EXERCISE:
Please count the lines in the items below that contain the string "background", matching case exactly, and give only that number.

Data items
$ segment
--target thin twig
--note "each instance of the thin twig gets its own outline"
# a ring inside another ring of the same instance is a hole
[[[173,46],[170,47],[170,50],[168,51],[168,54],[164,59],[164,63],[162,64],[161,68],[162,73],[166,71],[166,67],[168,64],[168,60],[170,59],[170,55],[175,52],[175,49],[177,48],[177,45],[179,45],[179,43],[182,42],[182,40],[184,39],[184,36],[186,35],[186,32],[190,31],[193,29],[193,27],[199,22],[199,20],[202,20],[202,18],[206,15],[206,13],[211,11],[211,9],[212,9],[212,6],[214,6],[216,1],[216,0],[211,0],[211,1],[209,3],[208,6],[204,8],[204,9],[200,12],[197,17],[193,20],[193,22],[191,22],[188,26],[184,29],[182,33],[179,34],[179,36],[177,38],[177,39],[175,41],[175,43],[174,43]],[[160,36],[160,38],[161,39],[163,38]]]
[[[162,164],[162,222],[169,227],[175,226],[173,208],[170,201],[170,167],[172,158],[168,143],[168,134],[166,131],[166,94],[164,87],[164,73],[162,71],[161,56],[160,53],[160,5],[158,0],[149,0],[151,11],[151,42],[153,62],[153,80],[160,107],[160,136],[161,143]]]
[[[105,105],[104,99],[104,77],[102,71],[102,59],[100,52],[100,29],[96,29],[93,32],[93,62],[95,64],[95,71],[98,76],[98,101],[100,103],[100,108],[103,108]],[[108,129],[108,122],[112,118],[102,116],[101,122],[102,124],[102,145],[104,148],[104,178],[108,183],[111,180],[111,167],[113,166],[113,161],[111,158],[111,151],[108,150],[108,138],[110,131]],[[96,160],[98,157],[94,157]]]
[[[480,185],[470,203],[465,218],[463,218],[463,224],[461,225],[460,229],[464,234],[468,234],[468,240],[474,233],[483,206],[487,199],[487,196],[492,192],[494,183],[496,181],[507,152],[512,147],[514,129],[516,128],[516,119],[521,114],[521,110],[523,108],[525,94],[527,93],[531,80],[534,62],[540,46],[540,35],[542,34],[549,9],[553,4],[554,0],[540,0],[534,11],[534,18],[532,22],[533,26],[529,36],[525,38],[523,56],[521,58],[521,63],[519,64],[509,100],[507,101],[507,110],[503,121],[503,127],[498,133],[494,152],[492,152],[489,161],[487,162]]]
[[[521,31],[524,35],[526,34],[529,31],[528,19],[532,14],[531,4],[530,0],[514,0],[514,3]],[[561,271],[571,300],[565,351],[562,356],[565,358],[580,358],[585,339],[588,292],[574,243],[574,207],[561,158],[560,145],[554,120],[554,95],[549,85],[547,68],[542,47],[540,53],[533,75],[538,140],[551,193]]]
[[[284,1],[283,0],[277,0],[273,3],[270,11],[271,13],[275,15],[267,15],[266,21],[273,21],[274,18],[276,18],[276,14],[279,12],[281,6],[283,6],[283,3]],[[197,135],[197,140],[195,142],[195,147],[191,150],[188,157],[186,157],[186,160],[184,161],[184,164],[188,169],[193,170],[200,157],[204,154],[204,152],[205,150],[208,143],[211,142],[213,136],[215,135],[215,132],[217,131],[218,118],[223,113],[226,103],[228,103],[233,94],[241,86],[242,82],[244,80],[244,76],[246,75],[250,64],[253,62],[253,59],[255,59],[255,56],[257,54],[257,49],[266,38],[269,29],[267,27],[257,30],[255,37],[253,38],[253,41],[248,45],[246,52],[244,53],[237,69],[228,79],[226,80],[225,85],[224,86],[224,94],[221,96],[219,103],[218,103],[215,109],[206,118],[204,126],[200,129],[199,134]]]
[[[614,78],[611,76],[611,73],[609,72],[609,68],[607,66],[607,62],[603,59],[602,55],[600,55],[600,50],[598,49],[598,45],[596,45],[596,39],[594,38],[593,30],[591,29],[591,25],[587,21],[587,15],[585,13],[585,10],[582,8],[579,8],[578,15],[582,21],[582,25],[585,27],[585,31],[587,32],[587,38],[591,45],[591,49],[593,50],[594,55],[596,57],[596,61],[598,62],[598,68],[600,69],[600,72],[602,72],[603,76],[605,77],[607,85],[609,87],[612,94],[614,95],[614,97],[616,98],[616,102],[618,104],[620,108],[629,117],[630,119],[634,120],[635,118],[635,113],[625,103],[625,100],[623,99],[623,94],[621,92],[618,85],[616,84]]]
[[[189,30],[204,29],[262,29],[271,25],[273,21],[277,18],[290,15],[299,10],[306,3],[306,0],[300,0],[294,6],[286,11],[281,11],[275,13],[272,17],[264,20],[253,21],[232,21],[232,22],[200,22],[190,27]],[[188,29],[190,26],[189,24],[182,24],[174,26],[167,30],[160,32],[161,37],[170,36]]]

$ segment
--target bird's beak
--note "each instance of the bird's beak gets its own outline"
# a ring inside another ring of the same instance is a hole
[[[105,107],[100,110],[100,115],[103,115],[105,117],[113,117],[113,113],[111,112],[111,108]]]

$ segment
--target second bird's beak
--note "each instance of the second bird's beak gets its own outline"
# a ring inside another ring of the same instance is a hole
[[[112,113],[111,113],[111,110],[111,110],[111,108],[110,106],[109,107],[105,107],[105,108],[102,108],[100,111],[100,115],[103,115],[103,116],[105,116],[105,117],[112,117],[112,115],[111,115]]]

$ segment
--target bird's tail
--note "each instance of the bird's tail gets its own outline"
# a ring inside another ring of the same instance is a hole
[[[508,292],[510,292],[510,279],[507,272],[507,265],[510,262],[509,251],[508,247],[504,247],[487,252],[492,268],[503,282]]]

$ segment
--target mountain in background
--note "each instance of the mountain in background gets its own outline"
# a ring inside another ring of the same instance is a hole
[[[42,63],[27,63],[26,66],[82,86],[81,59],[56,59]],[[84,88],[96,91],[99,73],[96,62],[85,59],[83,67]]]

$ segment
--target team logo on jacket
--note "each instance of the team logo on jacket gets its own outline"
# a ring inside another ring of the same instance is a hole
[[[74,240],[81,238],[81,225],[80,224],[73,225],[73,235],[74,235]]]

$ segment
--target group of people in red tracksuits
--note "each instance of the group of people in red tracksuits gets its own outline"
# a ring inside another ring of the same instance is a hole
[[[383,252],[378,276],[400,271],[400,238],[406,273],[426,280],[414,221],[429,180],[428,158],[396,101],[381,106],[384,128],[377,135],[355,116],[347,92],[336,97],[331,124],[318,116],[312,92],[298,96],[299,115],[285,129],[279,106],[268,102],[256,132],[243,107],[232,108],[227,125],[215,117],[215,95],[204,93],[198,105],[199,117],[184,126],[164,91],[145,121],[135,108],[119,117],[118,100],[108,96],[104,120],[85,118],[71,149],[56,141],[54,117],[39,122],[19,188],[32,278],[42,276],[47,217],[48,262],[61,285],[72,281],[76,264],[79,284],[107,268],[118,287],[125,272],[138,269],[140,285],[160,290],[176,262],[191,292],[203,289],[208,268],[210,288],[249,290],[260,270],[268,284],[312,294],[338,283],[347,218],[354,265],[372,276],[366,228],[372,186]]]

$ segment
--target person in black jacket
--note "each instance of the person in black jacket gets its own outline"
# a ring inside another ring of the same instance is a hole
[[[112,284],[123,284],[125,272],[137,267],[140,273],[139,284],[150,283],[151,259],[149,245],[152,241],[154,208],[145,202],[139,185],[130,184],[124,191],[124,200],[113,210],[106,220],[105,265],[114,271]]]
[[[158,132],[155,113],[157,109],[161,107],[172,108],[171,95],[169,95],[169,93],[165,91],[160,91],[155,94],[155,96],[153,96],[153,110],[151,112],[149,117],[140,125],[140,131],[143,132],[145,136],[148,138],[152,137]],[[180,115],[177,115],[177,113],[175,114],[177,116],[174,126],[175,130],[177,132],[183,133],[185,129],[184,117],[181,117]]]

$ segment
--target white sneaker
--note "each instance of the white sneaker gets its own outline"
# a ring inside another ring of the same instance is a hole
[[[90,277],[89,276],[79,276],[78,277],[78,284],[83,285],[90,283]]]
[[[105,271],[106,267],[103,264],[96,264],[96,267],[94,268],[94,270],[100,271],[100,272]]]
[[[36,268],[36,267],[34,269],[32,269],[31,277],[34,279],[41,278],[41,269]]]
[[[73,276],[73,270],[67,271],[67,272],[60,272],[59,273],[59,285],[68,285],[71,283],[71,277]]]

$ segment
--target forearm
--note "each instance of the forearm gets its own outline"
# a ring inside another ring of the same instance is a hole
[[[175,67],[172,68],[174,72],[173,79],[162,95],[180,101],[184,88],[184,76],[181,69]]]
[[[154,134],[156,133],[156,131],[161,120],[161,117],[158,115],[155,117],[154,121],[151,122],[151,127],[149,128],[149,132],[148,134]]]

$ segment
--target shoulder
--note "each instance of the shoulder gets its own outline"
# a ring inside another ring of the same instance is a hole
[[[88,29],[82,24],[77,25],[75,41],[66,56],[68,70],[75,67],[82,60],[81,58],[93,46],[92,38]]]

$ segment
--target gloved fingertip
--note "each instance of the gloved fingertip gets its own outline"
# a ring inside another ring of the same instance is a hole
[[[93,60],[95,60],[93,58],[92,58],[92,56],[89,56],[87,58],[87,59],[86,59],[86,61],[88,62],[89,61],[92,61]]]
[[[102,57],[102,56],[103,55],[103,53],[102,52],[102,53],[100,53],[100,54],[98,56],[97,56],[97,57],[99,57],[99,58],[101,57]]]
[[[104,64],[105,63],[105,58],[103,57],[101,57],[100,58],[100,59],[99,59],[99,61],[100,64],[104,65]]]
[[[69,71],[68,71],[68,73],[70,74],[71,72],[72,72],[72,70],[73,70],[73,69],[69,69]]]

ANSWER FOR THE TASK:
2